• _DATA SUPPLIED_:
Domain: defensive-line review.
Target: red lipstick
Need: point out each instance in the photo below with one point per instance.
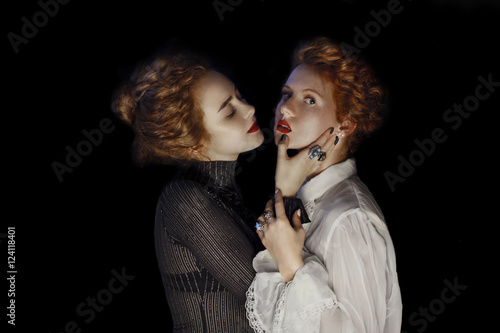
(283, 127)
(255, 127)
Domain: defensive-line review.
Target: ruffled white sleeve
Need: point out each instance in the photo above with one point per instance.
(276, 306)
(347, 293)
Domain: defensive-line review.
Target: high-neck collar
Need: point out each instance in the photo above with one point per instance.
(219, 174)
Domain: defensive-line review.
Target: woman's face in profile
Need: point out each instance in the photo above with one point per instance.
(229, 119)
(306, 108)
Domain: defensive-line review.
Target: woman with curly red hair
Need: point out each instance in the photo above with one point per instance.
(338, 272)
(184, 113)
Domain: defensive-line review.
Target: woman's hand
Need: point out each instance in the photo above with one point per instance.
(291, 172)
(283, 241)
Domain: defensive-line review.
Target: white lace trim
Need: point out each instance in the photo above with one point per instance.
(313, 309)
(255, 322)
(303, 314)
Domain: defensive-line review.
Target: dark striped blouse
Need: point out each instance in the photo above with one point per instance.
(205, 249)
(205, 244)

• _DIRECTIONS_:
What is needed is an exact output of the records above, with every picture left out.

• _EXERCISE OUTPUT_:
Domain: defensive-line review.
Target: red lipstick
Need: point out each instance in the photo below with one point per instance.
(283, 127)
(255, 127)
Domain: defensive-line review.
Target: ruffled white sleeve
Need: point out each instance in the photo above with one point per instance.
(276, 306)
(347, 293)
Domain: defensive-line review.
Target: high-neck collar
Need: point out each instance in the photo above with one point per instance.
(219, 174)
Domain: defensive-line review.
Target: woman's face in profile
Need: point out each instance in the photo above with one point per instance.
(229, 119)
(306, 108)
Domain: defensive-line review.
Target: woman with curly red hair
Need: point out each instance in the photo above with one point per instance.
(338, 272)
(184, 113)
Domain: defensive-line review.
Target: woman's hand
Need: point out each instance in the photo above with one point per instance.
(291, 172)
(283, 241)
Domain: defensive-line review.
Target: white lace trim
Need: point out each instance in the photo above with one point per instance.
(313, 309)
(255, 322)
(303, 314)
Domain: defensive-line review.
Target: dark striped blouse
Need: point out each instance in the photo above with one point per instance.
(205, 249)
(205, 244)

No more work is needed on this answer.